(Coordinate annotation records)
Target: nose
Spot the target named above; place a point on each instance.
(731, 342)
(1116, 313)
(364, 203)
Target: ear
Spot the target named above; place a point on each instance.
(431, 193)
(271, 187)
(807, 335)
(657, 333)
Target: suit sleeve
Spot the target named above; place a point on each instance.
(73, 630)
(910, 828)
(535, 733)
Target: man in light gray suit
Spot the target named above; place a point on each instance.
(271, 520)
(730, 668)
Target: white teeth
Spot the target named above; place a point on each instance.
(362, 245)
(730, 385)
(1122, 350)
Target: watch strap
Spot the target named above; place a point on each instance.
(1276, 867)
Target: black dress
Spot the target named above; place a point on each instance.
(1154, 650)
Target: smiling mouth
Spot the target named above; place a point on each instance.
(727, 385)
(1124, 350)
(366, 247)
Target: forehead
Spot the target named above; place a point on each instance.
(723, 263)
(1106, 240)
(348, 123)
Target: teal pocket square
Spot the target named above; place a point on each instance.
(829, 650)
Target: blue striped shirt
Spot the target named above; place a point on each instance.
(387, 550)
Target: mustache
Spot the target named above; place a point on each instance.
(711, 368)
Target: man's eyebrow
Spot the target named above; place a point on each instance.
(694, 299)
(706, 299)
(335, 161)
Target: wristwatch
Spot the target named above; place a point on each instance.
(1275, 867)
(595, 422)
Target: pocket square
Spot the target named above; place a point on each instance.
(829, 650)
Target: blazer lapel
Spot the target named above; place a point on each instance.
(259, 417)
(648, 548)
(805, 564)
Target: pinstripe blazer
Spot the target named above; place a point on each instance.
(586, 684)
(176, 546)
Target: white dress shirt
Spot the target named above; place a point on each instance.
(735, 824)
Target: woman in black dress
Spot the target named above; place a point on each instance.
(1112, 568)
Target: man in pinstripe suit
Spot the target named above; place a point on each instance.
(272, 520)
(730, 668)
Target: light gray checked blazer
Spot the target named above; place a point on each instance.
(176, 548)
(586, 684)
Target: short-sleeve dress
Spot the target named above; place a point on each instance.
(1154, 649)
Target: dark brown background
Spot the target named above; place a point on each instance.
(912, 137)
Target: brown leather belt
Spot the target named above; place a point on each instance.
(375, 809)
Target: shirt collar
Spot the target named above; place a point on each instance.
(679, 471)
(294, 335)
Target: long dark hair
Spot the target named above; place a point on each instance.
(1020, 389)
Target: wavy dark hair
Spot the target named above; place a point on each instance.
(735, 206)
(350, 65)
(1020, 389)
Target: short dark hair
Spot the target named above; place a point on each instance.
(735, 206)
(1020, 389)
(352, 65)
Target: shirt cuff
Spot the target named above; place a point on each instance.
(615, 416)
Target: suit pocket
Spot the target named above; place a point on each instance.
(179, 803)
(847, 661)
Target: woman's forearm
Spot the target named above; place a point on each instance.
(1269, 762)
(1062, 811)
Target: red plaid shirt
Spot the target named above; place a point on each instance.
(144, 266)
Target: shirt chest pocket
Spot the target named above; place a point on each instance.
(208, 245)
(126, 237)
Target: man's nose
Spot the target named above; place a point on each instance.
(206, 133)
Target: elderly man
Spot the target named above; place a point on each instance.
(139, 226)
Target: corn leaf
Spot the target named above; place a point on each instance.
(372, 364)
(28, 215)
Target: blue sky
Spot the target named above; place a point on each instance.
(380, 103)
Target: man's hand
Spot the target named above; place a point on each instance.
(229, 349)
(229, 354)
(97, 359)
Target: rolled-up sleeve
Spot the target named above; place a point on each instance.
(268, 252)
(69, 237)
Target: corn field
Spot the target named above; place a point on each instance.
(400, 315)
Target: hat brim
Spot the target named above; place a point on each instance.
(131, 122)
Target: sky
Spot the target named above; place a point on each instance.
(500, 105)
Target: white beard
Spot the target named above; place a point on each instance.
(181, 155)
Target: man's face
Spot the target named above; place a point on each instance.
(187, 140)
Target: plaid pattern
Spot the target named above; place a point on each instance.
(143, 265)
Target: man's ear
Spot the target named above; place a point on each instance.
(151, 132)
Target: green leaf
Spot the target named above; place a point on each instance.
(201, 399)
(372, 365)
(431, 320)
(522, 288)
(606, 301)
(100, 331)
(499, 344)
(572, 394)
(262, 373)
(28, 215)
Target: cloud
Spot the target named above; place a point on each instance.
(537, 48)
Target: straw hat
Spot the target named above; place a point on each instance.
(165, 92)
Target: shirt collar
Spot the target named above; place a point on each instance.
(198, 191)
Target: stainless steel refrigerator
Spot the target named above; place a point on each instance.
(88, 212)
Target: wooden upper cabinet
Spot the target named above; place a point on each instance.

Task goal | Reproduce the data from its first line up to and including the line with "(1276, 867)", shifting every coordinate up by 87. Leave all other lines unchanged.

Reply |
Target: nose
Spot the target named above; place a point on each instance.
(818, 429)
(1203, 400)
(451, 290)
Target: ear
Spot the target named above; place a point on each instance.
(518, 280)
(358, 274)
(894, 422)
(744, 420)
Target: suit sleeve
Spot the target named above; place a point on each instance.
(160, 717)
(997, 915)
(622, 820)
Target: man in light gray suit
Spot the target named above; place a point on each instance.
(358, 607)
(817, 755)
Target: white teeth
Spot the target named above; place a point on each instance.
(449, 332)
(817, 472)
(1209, 437)
Target: watch strap
Spot the target named above; place a point on each instance.
(1363, 954)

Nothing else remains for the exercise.